**TO DO**
a. In the piece on emotional abuse in marriage, how would you render this sentence in Spanish: "Both the abuser and the victim play an important role in this vicious cycle."
b. Can you write the next part of the piece on emotional abuse in marriage, picking up after its final sentence?

-------- SELECTED TEXT

More than often, spouses try to impose their will over one another by resorting to negative criticism, threats and insults. Yet, all this is done in the name of co-operation and love. It is a fact that emotional abuse is a common denominator in many marriages. However, the irony is that most of the times both the abuser and the victim are unaware of the fact that their marriage is marred by emotional abuse.

This is because emotional abuse often means one thing to the victim and another to the abuser. Both the abuser and the victim play an important role in this vicious cycle. On the one hand, the abuser is both a coward and a bully at the same time. He/she exposes his/her partner to such an inhuman treatment because he/she is sure that there will be no serious repercussions for this act on his part. On the other hand, the victim, often due to ignorance or for the sake of the marriage plays the role of a passive martyr.

What is needed is a heightened level of awareness on the part of both the spouses to save each other from this common vice. Any constructive relationship has to be based on mutual respect and understanding and a genuine concern for each other’s views, beliefs and opinions.

What is Emotional Abuse?

Emotional abuse often comes in the form of a bulky package. It involves a variety of behaviors aimed at battering the heart and the soul of the victim so as to gain effective control over him/her. The various attributes of emotional abuse are:

a) Isolation

Many a times the abuser tries to socially isolate the victim so as to make him/her dependent on himself/herself for his/her basic social needs and aspirations. A series of restrictions and controls are imposed over the victim, to gain control over his/her social life. It is the abuser who often decides about the persons with whom the victim will interact and the friends with whom he/she will socialize. Any external social support system imposes a threat and a challenge to the abusers authority over the victim. The abuser may often deliberately insult the victim’s friends and relatives so as to scare them away. The abuser may resort to emotional blackmailing, mood swings, tantrums and denial of communication to impose his/her will over the victim. He/she may take recourse to actively spying over the victim and may openly question his/her loyalty towards marriage. This is invariably accompanied by unreasonable demands on him/her. The chain of events may include checking on the victim, depriving him/her of any transport or means of communication, enquiring about his/her daily routine, criticizing his/her friends and relatives and so on.

----------------
-------- DATA SUPPLIED

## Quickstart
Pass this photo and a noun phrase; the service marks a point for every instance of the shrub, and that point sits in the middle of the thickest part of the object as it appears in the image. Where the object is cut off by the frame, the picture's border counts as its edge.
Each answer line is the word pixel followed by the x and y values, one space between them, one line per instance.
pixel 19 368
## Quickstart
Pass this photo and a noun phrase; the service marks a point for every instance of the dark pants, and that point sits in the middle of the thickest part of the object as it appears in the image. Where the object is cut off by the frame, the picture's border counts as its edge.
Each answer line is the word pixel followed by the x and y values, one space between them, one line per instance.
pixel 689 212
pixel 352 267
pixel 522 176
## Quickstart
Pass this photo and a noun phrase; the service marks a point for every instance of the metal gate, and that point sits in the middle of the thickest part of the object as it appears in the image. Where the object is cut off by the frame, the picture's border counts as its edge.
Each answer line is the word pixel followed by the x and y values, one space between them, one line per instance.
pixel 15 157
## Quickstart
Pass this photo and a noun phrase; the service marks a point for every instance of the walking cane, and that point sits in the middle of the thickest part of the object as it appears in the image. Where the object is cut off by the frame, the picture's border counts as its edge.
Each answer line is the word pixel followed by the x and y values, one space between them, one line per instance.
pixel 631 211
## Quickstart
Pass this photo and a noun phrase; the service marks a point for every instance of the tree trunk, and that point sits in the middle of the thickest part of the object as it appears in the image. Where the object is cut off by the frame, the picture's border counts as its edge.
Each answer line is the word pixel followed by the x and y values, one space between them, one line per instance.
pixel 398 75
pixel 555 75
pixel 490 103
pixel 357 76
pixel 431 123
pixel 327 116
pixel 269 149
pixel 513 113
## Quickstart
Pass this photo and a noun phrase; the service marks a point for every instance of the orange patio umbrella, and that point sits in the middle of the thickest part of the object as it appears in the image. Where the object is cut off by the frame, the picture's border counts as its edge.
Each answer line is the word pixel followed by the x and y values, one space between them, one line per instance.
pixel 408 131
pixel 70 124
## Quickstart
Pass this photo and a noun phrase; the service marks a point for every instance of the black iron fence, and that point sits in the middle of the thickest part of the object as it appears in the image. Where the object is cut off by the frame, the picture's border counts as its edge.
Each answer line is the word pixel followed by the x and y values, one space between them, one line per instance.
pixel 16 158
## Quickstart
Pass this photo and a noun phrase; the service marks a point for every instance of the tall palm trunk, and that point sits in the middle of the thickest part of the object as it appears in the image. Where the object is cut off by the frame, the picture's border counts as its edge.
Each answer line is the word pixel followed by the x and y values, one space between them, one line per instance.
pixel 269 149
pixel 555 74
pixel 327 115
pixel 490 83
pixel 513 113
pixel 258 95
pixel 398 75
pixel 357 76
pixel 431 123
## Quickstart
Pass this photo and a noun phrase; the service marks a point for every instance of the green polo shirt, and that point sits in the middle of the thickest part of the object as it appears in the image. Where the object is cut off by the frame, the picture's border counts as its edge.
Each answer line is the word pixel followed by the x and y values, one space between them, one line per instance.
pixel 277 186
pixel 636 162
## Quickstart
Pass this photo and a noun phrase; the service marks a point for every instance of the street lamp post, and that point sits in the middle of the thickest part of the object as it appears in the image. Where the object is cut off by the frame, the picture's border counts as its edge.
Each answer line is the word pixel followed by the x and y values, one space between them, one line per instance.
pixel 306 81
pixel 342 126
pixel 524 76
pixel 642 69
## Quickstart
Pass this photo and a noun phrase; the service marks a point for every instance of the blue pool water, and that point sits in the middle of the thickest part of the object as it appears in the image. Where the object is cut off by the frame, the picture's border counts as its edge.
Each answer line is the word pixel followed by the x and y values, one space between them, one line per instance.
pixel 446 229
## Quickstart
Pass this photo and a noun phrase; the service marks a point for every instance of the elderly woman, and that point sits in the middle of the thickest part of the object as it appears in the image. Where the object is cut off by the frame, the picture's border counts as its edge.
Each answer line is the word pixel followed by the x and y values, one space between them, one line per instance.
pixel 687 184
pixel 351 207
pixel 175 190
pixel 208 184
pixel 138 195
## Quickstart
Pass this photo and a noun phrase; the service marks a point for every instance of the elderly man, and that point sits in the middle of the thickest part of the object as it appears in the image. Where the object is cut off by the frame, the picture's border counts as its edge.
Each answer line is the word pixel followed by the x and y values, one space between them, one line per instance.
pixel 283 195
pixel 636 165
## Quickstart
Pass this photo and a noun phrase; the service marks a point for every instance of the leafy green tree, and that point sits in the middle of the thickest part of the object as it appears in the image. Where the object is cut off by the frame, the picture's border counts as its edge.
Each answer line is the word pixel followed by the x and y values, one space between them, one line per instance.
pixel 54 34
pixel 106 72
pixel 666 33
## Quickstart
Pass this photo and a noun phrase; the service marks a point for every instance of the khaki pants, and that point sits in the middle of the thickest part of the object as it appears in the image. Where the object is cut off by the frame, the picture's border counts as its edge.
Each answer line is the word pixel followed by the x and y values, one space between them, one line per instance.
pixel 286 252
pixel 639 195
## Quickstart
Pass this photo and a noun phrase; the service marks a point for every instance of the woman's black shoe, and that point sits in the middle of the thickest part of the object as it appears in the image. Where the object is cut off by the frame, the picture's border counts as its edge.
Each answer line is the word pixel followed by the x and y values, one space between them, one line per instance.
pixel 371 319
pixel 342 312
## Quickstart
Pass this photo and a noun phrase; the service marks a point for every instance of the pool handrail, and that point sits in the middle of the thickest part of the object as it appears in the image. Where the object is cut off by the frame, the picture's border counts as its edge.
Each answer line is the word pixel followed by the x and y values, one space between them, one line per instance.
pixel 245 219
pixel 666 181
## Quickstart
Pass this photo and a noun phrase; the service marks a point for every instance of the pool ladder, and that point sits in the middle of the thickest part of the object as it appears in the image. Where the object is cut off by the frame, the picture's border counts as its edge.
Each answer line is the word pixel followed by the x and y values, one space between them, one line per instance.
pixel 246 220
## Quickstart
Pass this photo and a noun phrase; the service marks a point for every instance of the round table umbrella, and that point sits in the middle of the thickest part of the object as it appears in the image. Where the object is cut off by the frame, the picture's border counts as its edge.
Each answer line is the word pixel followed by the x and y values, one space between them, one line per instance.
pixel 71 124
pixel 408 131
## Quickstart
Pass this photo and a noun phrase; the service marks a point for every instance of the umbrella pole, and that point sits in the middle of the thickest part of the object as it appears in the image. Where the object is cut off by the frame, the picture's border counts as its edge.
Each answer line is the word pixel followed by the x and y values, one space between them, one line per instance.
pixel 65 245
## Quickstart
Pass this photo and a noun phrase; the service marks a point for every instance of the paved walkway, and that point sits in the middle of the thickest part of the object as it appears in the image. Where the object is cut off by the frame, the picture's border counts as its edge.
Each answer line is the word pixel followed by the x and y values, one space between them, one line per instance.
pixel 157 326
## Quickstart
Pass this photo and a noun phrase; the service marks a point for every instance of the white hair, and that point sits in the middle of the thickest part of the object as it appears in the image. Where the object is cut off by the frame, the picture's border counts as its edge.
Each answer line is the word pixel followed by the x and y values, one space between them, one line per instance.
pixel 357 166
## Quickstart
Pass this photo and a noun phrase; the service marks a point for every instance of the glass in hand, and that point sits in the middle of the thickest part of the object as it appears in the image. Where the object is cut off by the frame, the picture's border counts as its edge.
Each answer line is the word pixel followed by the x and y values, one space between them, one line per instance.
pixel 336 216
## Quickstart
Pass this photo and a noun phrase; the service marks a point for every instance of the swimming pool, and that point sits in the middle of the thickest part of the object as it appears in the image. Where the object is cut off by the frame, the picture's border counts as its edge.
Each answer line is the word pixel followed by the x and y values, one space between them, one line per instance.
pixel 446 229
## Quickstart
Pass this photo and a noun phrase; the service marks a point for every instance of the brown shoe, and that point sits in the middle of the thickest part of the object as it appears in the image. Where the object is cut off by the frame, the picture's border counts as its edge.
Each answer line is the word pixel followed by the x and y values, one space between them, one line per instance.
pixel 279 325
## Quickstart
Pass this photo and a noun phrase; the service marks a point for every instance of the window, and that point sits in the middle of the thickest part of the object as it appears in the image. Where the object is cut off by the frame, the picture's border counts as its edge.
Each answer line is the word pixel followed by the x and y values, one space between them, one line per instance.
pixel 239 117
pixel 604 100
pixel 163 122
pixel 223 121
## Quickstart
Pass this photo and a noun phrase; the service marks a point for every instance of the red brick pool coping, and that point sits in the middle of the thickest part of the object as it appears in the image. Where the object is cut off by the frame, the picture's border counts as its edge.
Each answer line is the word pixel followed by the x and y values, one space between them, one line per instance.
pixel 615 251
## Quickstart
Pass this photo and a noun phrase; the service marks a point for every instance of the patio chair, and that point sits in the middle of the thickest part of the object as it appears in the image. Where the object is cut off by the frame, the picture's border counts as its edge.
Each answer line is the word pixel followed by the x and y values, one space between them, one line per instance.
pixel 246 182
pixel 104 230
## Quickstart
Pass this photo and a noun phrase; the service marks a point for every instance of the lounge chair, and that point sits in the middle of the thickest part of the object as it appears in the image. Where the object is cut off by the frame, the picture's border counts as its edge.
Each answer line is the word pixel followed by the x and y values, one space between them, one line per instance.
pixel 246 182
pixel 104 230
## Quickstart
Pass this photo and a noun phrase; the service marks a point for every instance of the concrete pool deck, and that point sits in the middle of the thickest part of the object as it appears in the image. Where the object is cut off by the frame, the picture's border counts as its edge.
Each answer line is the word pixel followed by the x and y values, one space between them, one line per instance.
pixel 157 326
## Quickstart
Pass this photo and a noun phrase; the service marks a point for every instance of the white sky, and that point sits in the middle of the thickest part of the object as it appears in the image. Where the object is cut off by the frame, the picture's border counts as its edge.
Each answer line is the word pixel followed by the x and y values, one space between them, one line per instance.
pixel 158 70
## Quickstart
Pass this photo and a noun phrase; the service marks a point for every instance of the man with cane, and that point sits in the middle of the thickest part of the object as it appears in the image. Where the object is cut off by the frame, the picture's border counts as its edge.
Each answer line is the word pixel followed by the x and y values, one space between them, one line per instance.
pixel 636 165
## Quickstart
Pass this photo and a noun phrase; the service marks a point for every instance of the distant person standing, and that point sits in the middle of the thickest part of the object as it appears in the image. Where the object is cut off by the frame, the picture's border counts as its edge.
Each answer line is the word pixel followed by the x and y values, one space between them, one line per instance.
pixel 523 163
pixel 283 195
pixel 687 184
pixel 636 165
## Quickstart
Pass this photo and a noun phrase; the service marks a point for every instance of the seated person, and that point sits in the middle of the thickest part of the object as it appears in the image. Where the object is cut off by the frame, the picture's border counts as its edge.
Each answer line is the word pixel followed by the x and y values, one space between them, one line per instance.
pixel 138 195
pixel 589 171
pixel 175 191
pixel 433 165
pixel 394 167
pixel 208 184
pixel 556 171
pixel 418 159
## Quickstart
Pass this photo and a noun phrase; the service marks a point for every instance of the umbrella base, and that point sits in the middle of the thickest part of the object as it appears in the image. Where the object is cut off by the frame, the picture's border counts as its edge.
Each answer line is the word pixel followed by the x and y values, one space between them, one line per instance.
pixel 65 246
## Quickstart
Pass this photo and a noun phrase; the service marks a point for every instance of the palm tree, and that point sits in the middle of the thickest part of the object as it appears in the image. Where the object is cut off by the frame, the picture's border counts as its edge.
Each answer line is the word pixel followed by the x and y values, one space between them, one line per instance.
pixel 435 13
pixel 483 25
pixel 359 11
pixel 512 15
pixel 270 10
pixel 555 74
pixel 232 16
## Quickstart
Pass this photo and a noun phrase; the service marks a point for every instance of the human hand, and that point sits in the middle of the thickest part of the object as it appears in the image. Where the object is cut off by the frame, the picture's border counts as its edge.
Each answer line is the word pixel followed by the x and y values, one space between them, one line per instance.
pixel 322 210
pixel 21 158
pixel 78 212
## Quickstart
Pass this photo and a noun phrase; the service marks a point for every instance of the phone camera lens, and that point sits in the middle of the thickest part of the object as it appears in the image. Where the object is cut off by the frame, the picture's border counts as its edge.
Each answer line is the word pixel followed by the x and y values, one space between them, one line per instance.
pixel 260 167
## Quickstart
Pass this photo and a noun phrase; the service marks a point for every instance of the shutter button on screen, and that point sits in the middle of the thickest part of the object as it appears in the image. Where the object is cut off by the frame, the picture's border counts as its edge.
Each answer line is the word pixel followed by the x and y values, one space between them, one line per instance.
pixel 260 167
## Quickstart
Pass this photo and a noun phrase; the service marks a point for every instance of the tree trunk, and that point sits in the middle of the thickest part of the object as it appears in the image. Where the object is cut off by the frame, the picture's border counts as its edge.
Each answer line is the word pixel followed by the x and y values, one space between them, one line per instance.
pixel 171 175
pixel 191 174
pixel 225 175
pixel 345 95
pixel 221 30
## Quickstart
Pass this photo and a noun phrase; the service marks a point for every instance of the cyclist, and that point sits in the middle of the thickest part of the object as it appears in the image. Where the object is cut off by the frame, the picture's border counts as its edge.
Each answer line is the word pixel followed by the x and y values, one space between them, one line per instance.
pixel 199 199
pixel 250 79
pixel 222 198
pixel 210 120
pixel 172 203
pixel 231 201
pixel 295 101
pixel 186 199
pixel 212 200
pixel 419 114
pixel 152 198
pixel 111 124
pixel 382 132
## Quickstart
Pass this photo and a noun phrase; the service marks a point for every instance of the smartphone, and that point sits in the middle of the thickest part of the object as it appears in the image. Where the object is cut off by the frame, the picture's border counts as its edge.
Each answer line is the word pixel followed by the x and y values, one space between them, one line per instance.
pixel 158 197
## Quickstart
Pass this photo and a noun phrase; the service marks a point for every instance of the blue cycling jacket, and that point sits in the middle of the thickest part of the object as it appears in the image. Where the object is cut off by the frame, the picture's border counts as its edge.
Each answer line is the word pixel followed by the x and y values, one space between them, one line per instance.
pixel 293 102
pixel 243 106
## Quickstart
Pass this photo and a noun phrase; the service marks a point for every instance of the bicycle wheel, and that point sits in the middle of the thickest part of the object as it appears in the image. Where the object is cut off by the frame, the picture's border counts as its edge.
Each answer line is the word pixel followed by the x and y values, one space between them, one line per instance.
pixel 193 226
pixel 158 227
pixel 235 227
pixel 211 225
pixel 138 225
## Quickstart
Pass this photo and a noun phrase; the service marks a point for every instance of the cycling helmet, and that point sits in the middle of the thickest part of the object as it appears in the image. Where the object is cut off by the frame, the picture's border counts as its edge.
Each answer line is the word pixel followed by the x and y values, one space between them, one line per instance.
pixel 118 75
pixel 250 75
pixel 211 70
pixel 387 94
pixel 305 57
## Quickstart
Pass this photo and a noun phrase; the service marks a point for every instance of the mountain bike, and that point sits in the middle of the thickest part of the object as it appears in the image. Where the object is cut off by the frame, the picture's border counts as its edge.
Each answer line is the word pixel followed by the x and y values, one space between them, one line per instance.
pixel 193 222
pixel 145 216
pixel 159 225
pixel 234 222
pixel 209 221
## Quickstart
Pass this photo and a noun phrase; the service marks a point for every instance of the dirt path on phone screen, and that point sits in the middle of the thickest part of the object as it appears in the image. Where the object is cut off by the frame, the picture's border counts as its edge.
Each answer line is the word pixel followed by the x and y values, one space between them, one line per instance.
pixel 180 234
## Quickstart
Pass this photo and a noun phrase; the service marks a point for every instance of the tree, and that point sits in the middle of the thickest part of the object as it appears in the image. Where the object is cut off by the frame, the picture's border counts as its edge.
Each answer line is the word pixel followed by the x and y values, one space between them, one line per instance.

----------------

**THE REPLIES**
a. Tanto el abusador como la víctima desempeñan un papel importante en este círculo vicioso.

b.
b) Verbal Abuse

By verbal abuse we often understand yelling, shouting and calling names, which is very true. However, many a times the abuser may not be that blatant in his/her modus operandi and may take recourse to a subtle approach by using tacitly insulting or humiliating remarks. The basic motive is to undermine the victim’s sense of self worth and shatter his/her self esteem. Verbal abuse may also include insulting and criticizing the victim’s family, name calling, being sarcastic, making threats, blaming, etc.

c) Financial Abuse

Financial abuse is an extension of the emotional abuse where the abuser uses money as a tool to gain control over the victim. The abuser may deny appropriate financial freedom and support to the victim or may place unrealistic financial responsibilities on his/her shoulders. The abuser may exhibit financially irresponsible behaviour so as to disturb or confuse the victim.

Emotional Abuse is Worse than Physical Abuse

Though emotional abuse unlike physical abuse does not leave us with bruised eyes and swollen faces, still it is worse than physical abuse. The victim often fails to realize that he/she is being abused and may have his/her mind and soul bludgeoned to an extent where he/she may consider himself/herself responsible for his/her plight.

Is Divorce a Solution?

In the long run, emotional abuse may seriously damage a person’s mental and physical health. Under the British Law, emotional abuse is a valid ground for divorce and comes under the ambit of unreasonable behaviour. You have every right to protect yourself and your children from the long term damage of emotional abuse, even if it involves going for a divorce.

James Walsh is a freelance writer and copy editor.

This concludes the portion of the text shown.